**短い課題 1:**
下の商標異議の文章のうち、「結論 登録第5371301号商標の商標登録を維持する。」を含む語句で始まり「枝番号を含む。)を提出した。」で終わる部分を、「本件商標」を「対象商標」に置き換えて書き直しなさい。

結論 登録第5371301号商標の商標登録を維持する。
理由 1 本件商標
本件登録第5371301号商標(以下「本件商標」という。)は、別掲(1)のとおりの構成よりなり、平成22年6月15日に登録出願、第9類、第16類、第35類及び第41類に属する商標登録原簿に記載のとおりの商品及び役務を指定商品又は指定役務として、同年10月19日に登録査定、同年11月26日に設定登録されたものである。

2 本件登録異議申立ての理由
登録異議申立人(以下「申立人」という。)は、本件商標は商標法第4条第1項第8号及び同第15号に違反して登録されたものであるから、同法第43条の2第1号によって取り消されるべきであると申し立て、その理由を要旨以下のように述べ、証拠方法として甲第1号ないし甲第13号証(枝番号を含む。)を提出した。
(1)引用商標
ア 登録第4669881号商標(以下「引用商標1」という。)は、「SAP」の欧文字を横書きしてなり、1999年8月3日にドイツ連邦共和国においてした商標登録出願に基づいてパリ条約第4条による優先権を主張し、平成12年1月19日に登録出願、第9類、第16類、第41類及び第42類に属する商標登録原簿に記載のとおりの商品及び役務を指定商品又は指定役務として、同15年5月9日に設定登録され、現に有効に存続しているものである。
イ 国際登録第759060号商標(以下「引用商標2」という。)は、別掲(2)のとおりの構成よりなり、2001(平成13)年4月18日に国際商標登録出願され、第9類、第16類、第41類及び第42類に属する国際登録に基づく商標権に係る商標登録原簿記載のとおりの商品及び役務を指定商品及び指定役務として、平成14年8月30日に設定登録、その後、同23年6月9日に商標権存続期間の更新登録がなされているものである。

**短い課題 2:**
下の記録で、文字列「black」を含む行はいくつあるか。数だけを答えなさい。

**使用する記録:**
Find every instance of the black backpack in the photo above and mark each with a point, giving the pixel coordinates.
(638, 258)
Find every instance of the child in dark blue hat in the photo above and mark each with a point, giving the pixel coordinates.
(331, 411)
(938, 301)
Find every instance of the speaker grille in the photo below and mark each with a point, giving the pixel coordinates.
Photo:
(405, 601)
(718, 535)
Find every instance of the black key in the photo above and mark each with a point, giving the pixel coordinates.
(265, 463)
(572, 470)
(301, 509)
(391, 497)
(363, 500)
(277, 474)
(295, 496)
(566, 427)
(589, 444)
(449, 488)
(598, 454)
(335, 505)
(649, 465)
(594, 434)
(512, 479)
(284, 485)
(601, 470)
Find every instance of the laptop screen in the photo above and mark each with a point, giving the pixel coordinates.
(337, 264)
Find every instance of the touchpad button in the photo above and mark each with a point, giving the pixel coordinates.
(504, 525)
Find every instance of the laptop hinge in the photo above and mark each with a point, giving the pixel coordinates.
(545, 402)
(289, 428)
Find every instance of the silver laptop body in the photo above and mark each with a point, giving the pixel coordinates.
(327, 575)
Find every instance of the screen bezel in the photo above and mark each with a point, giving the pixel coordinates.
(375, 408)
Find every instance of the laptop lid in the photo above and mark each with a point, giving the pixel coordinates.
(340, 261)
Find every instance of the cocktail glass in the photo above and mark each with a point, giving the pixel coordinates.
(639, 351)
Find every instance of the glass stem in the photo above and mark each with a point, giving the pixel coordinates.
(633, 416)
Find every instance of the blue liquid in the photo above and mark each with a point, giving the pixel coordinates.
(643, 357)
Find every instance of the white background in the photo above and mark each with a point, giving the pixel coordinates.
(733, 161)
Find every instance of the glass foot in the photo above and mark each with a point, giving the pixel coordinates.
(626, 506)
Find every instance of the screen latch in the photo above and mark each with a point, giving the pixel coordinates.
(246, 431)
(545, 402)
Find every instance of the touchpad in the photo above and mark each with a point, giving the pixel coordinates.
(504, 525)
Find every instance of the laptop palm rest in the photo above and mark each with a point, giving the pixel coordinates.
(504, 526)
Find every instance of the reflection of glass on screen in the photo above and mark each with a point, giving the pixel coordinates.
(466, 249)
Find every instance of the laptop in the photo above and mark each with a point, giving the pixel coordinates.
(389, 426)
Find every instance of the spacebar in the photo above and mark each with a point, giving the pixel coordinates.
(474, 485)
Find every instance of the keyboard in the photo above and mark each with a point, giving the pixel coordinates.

**課題の解答 1:**
結論 登録第5371301号商標の商標登録を維持する。
理由 1 対象商標
本件登録第5371301号商標(以下「対象商標」という。)は、別掲(1)のとおりの構成よりなり、平成22年6月15日に登録出願、第9類、第16類、第35類及び第41類に属する商標登録原簿に記載のとおりの商品及び役務を指定商品又は指定役務として、同年10月19日に登録査定、同年11月26日に設定登録されたものである。

2 本件登録異議申立ての理由
登録異議申立人(以下「申立人」という。)は、対象商標は商標法第4条第1項第8号及び同第15号に違反して登録されたものであるから、同法第43条の2第1号によって取り消されるべきであると申し立て、その理由を要旨以下のように述べ、証拠方法として甲第1号ないし甲第13号証(枝番号を含む。)を提出した。

**課題の解答 2:**
2